◆ EJERCICIO ◆
Pasa todas las líneas de abajo a una lista JSON de cadenas, con una cadena por línea y sin incluir las líneas en blanco.

★ ★ ★ ★

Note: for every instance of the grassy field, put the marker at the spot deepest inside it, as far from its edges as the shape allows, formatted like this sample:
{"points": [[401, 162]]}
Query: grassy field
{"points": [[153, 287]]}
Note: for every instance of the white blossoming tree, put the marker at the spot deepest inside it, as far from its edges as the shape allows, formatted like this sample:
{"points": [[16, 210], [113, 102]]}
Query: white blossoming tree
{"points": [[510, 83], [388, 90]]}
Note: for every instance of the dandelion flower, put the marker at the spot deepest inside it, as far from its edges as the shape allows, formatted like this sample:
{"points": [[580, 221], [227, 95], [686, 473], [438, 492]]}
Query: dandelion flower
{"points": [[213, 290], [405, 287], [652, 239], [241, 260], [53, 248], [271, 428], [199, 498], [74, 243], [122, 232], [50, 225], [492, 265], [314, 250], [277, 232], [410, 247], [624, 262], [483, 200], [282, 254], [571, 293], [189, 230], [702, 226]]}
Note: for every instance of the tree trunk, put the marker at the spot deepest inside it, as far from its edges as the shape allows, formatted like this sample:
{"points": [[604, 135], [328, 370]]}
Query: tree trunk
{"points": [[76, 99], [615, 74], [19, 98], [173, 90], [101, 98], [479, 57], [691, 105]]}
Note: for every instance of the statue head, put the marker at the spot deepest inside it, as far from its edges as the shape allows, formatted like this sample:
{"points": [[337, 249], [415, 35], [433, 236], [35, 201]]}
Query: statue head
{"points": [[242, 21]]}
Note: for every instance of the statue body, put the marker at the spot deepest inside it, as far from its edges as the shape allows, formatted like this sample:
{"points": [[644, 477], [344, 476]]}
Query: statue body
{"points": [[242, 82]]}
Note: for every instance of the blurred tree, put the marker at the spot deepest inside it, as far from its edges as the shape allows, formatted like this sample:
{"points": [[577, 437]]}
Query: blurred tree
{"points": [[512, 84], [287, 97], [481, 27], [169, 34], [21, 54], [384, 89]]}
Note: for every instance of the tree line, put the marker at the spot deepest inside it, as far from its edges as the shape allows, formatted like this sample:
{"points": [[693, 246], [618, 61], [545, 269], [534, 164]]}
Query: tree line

★ ★ ★ ★

◆ RESULTADO ◆
[
  "Note: for every instance of the grassy field, put the marker at the spot deepest inside it, as far from its edges as the shape allows, formatted like this sample:",
  "{\"points\": [[401, 162]]}",
  "Query: grassy field",
  "{\"points\": [[153, 287]]}",
  "Note: for every instance of the white blossoming tree, put the marker at the spot deepest inside it, as far from its edges as the shape allows, formatted like this sample:",
  "{\"points\": [[16, 210], [113, 102]]}",
  "Query: white blossoming tree",
  "{\"points\": [[510, 83], [388, 90]]}",
  "Note: for every instance of the dandelion flower, put the marker at the spot deepest inside it, as far from its edges as the shape allows, formatted like this sample:",
  "{\"points\": [[580, 221], [227, 95], [686, 473], [438, 492]]}",
  "Query: dandelion flower",
  "{\"points\": [[213, 290], [405, 287], [652, 239], [241, 260], [53, 248], [271, 428], [199, 498], [74, 243], [122, 232], [50, 225], [492, 265], [314, 250], [277, 232], [410, 247], [624, 262], [483, 200], [282, 254], [571, 293], [189, 230], [702, 226]]}",
  "Note: for every instance of the tree trunk, put the marker at the spot deepest inside it, as far from its edges as the shape allows, formatted like this sample:",
  "{\"points\": [[604, 135], [328, 370]]}",
  "Query: tree trunk",
  "{\"points\": [[76, 99], [615, 74], [19, 98], [173, 90], [101, 98], [479, 57], [691, 105]]}",
  "Note: for every instance of the statue head, put the marker at the spot deepest inside it, as far from its edges as the shape allows, formatted like this sample:",
  "{\"points\": [[337, 249], [415, 35], [433, 236], [35, 201]]}",
  "Query: statue head",
  "{\"points\": [[242, 21]]}",
  "Note: for every instance of the statue body, put the marker at the spot deepest inside it, as far from its edges as the shape allows, formatted like this sample:",
  "{\"points\": [[644, 477], [344, 476]]}",
  "Query: statue body",
  "{\"points\": [[242, 82]]}",
  "Note: for every instance of the blurred tree, put the marker at the spot deepest inside it, as far from its edges as the shape allows, formatted like this sample:",
  "{\"points\": [[577, 437]]}",
  "Query: blurred tree",
  "{\"points\": [[512, 84], [287, 97], [481, 27], [169, 34], [21, 54], [384, 89]]}",
  "Note: for every instance of the tree line, put the marker at the spot deepest inside it, as far from its edges as the shape allows, formatted like this sample:",
  "{\"points\": [[693, 246], [618, 61], [545, 269], [534, 164]]}",
  "Query: tree line"
]